The network architecture can reduce but not eliminate severe aliasing artifacts. Further investigation of the accuracy and reproducibility of the quantitative fat fractions is warranted.

Conclusion

The proposed DL-based reconstruction is a novel method to further improve imaging quality, reduce noise bias and enable accelerated water-fat separation. It has potential for allowing liver fat quantification in a single breath-hold for low field MRI.

Acknowledgements

No acknowledgement found.

References

  1. Reeder SB, McKenzie CA, Pineda AR, Yu H, Shimakawa A, Brau AC, Hargreaves BA, Gold GE, Brittain JH. Water–fat separation with IDEAL gradient‐echo imaging. Journal of Magnetic Resonance Imaging: An Official Journal of the International Society for Magnetic Resonance in Medicine, 2007, 25(3):644-52.
  2. Zhong X, Nickel MD, Kannengiesser SA, Dale BM, Kiefer B, Bashir MR. Liver fat quantification using a multi‐step adaptive fitting approach with multi‐echo GRE imaging. Magnetic resonance in medicine, 2014, 72(5):1353-65.
  3. Yu H, McKenzie CA, Shimakawa A, Vu AT, Brau AC, Beatty PJ, Pineda AR, Brittain JH, Reeder SB. Multiecho reconstruction for simultaneous water‐fat decomposition and T2* estimation. Journal of Magnetic Resonance Imaging: An Official Journal of the International Society for Magnetic Resonance in Medicine, 2007, 26(4):1153-61.

Stored data entries
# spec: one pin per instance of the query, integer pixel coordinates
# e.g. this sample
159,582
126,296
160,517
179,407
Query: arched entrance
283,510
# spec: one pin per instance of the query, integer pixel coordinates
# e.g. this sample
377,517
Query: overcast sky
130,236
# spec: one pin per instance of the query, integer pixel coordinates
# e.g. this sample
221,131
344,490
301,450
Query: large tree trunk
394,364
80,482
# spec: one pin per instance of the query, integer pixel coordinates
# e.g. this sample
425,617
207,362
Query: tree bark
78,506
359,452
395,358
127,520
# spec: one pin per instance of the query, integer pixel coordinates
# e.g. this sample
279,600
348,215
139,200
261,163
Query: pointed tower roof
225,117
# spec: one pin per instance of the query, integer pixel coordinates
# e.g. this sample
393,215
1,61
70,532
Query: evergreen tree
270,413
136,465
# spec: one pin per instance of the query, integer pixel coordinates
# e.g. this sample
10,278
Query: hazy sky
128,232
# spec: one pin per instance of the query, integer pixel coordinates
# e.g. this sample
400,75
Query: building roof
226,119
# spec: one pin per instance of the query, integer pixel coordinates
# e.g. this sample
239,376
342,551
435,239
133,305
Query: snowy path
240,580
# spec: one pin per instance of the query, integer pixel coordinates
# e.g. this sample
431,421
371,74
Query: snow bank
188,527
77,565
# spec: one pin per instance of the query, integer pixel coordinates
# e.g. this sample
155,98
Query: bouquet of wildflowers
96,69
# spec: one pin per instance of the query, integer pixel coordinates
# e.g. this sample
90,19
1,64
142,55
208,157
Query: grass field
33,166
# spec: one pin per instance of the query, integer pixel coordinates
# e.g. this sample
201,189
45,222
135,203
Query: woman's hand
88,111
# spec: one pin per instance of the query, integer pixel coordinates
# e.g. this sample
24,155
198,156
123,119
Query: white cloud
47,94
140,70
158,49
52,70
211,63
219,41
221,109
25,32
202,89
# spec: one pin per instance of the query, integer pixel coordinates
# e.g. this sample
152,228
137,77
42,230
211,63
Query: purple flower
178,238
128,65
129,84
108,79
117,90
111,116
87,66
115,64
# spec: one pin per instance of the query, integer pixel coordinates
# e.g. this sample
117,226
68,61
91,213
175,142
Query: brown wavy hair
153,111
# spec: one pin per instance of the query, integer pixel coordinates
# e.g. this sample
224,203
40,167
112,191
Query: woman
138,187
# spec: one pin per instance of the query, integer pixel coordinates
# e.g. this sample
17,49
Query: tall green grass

**Problems to work on**
• 1. Using the excerpt on water-fat separation, decide whether each statement agrees with it. Answer yes or no for each and quote the words that decide it: (a) the network architecture fully eliminates severe aliasing artifacts; (b) the method may allow liver fat quantification in a single breath-hold for low field MRI; (c) the accuracy and reproducibility of the quantitative fat fractions need no further study.
• 2. Summarize the excerpt on water-fat separation in two sentences.
• 3. Write what follows the last line of the excerpt on water-fat separation.

**Written responses**
• 1.
(a) No: "The network architecture can reduce but not eliminate severe aliasing artifacts."
(b) Yes: "It has potential for allowing liver fat quantification in a single breath-hold for low field MRI."
(c) No: "Further investigation of the accuracy and reproducibility of the quantitative fat fractions is warranted."

• 2. The proposed DL-based reconstruction is presented as a novel method that improves imaging quality, reduces noise bias, enables accelerated water-fat separation and may allow liver fat quantification in a single breath-hold for low field MRI. Its network architecture reduces but does not eliminate severe aliasing artifacts, and the accuracy and reproducibility of its quantitative fat fractions call for further investigation.

• 3.
  4. K. P. Pruessmann, M. Weiger, M. B. Scheidegger, and P. Boesiger. Sense: sensitivity encoding for fast mri. Magnetic Resonance in Medicine: An Official Journal of the International Society for Magnetic Resonance in Medicine, 1999, 42(5):952–962.

Figures

Table 1. Parameters of the scan protocol used to test the reconstruction method on various field strength.

Figure 1. Visualization of the DL reconstruction pipeline. The image contrasts are reconstructed using SENSE with priors for regularization. For image enhancement using a U-Net architecture images are projected on a basis obtained by local singular value decomposition. The resulting enhanced images servs as prior for the subsequent iterartion.

Figure 2. A reconstruction result of the fifth echo (TE = 8.4 ms) acquired on a 0.55 T MRI (MAGNETOM FreeStar, Siemens Healthineers, Erlangen, Germany) using the protocol detailed in Tab .1 with zoomed-in details of the aorta. On the left is the conventional reconstruction. In the middle is the proposed DL-Recon with LLR and U is calculated solely in the initial iteration. On the right is the DL-Recon with LLR, with being updated at each iteration. The DL-based reconstructions exhibit superior SNR, and the iterative U update yields sharper images.

Figure 3. A reconstruction result for the fifth echo (TE = 6.5 ms) acquired on a 1.5 T MRI (MAGNETOM Sola, Siemens Healthineers, Erlangen, Germany) following the protocol shown in Tab .1 with zoomed-in details of the pancreas. On the left is the conventional reconstruction. In the middle, the DL-Recon with LLR is presented, featuring U computation exclusively in the initial iteration. To the right is the DL-Recon with LLR, and U is dynamically updated at each iteration. These DL-based reconstructions exhibit higher SNR, resulting in sharp images for both the middle and right images.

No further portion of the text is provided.